--- Start Data in this exercise ---

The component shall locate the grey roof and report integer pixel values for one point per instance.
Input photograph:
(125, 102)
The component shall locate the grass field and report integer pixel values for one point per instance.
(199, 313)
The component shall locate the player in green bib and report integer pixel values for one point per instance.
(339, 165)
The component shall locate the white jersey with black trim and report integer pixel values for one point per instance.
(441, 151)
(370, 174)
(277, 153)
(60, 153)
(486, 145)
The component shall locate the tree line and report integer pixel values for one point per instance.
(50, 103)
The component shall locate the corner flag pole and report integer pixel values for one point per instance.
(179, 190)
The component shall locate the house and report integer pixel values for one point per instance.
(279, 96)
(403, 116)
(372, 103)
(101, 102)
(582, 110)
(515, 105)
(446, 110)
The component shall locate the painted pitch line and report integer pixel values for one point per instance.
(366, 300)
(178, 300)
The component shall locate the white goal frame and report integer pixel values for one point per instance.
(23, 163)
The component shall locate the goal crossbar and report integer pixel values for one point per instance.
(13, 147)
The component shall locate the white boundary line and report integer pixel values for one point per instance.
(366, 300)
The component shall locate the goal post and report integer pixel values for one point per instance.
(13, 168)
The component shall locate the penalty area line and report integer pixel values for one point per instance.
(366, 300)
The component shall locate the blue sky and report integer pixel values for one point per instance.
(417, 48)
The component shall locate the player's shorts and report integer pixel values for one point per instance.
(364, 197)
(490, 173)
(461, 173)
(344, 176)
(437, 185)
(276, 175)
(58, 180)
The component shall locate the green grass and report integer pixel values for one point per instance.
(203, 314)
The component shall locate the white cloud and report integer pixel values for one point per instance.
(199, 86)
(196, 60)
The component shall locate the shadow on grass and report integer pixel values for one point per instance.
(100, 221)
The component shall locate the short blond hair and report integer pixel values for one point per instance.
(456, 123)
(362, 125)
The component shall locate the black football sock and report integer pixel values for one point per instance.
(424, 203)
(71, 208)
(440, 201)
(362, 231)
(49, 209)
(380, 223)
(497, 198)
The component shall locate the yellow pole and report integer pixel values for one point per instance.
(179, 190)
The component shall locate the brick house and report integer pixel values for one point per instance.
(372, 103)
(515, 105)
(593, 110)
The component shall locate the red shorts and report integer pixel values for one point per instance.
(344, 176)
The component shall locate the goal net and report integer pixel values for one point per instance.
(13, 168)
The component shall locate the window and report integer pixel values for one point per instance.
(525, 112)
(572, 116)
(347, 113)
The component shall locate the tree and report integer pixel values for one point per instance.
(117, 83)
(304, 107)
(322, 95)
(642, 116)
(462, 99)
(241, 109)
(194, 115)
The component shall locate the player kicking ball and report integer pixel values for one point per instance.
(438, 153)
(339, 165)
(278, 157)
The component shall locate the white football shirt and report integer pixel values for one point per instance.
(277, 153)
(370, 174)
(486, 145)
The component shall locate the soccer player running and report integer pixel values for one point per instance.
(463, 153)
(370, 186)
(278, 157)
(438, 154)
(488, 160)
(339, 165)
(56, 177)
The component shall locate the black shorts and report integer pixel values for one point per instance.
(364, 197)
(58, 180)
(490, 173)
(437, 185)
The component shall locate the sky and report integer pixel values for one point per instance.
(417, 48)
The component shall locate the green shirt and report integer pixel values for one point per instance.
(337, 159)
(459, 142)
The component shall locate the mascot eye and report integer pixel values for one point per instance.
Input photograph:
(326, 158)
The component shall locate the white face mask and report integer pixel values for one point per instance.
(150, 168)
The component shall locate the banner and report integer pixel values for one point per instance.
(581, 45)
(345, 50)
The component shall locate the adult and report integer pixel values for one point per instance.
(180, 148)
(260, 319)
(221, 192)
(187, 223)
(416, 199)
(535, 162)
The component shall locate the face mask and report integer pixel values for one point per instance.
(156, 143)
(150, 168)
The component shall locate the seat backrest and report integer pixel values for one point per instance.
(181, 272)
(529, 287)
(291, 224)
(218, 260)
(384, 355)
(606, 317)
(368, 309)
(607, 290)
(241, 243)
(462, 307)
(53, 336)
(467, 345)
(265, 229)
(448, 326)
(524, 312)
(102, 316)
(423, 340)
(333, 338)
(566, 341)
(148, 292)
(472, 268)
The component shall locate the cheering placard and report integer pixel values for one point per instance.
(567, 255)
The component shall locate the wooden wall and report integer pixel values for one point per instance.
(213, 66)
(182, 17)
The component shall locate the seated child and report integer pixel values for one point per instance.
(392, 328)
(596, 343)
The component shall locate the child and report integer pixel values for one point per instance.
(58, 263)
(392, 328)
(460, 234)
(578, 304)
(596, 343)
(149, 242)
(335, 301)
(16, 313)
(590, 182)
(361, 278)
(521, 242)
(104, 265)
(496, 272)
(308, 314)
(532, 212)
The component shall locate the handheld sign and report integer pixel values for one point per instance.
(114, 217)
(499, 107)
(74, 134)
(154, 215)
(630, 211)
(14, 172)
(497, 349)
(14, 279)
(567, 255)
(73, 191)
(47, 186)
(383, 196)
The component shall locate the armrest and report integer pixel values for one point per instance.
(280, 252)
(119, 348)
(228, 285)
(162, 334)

--- End Data in this exercise ---

## Your goal
Copy out the part of the listing that opens with the line containing "The component shall locate the white face" and runs through the end of the listing, keeping the requests in place. Scale every point coordinate in it by 1.15 and round each result to a whole number, with halves rounded up.

## Response to this task
The component shall locate the white face mask and report integer pixel values for one point per instance.
(173, 193)
The component shall locate the banner and report integer pixel values for one point per instance.
(668, 52)
(397, 58)
The component shall locate the adult and report integer pixel values for one point per instance.
(207, 170)
(299, 367)
(254, 221)
(215, 256)
(478, 229)
(615, 186)
The component shall locate the face mask and report integer pixel values for one point per instance.
(179, 164)
(173, 193)
The component shall locate the seat backrest and report integer pixel values for one point per instance.
(208, 313)
(608, 330)
(335, 258)
(251, 299)
(442, 408)
(697, 365)
(423, 355)
(698, 334)
(277, 279)
(531, 353)
(61, 386)
(537, 397)
(305, 263)
(515, 375)
(603, 359)
(117, 363)
(486, 391)
(383, 389)
(651, 392)
(170, 336)
(543, 308)
The component shall locate the cheering placard and report integer pixel values for one point per instance.
(652, 293)
The component shall locate the wooden wall and report integer pixel values for one point per instance.
(245, 76)
(209, 20)
The component shall locate the seated child and report integer pixel values for one point per instance.
(451, 377)
(685, 394)
The component shall locate the child and report integer pixel values for one point per instance.
(67, 302)
(451, 377)
(529, 269)
(665, 350)
(685, 394)
(171, 278)
(385, 346)
(18, 360)
(679, 209)
(415, 320)
(599, 278)
(120, 305)
(570, 313)
(354, 361)
(612, 244)
The component shall locate the handheld sign and report integer pixel values for one point per instance.
(131, 250)
(574, 123)
(85, 154)
(177, 247)
(725, 243)
(16, 198)
(572, 401)
(16, 321)
(652, 293)
(84, 220)
(54, 214)
(440, 225)
The component shall locate the armrest and report integer pixel values for one point per instance.
(322, 290)
(137, 400)
(262, 328)
(186, 384)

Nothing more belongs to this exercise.